### STUDY MATERIAL
═══

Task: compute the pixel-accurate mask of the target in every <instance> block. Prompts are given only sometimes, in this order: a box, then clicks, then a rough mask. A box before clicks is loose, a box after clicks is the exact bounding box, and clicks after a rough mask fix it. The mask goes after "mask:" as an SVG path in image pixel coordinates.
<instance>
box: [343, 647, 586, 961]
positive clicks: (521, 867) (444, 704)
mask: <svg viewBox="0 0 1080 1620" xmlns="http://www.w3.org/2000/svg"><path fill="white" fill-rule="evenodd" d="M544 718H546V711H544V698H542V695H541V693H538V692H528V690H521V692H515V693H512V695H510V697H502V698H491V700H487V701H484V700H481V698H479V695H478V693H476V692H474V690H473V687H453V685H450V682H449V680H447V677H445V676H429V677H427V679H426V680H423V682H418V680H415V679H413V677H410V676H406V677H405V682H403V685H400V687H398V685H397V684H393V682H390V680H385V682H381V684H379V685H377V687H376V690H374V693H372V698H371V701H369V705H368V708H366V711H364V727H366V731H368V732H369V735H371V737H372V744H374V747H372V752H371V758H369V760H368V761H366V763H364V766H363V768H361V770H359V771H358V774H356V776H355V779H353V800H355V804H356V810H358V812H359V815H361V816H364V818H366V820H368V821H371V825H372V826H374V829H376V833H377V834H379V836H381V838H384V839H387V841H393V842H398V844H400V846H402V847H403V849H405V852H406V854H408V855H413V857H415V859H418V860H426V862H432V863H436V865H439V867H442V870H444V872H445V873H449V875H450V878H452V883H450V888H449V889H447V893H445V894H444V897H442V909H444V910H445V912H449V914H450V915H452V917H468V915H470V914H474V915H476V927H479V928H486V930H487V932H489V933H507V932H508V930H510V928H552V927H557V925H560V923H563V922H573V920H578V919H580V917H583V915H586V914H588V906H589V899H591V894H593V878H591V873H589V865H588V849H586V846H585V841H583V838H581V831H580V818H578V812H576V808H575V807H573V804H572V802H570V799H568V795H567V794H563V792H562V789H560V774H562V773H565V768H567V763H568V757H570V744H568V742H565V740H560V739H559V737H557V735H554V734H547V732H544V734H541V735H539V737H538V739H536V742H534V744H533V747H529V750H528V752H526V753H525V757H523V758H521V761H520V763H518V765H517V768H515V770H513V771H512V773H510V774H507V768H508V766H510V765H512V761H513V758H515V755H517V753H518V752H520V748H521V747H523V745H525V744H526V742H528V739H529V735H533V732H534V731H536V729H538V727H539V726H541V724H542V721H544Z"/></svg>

═══

### EXERCISE DIRECTIONS
Extract every line of the listing above that contains the string "instance", and copy each one in full.

### RESULT OF THE TASK
Task: compute the pixel-accurate mask of the target in every <instance> block. Prompts are given only sometimes, in this order: a box, then clicks, then a rough mask. A box before clicks is loose, a box after clicks is the exact bounding box, and clicks after a rough mask fix it. The mask goes after "mask:" as an SVG path in image pixel coordinates.
<instance>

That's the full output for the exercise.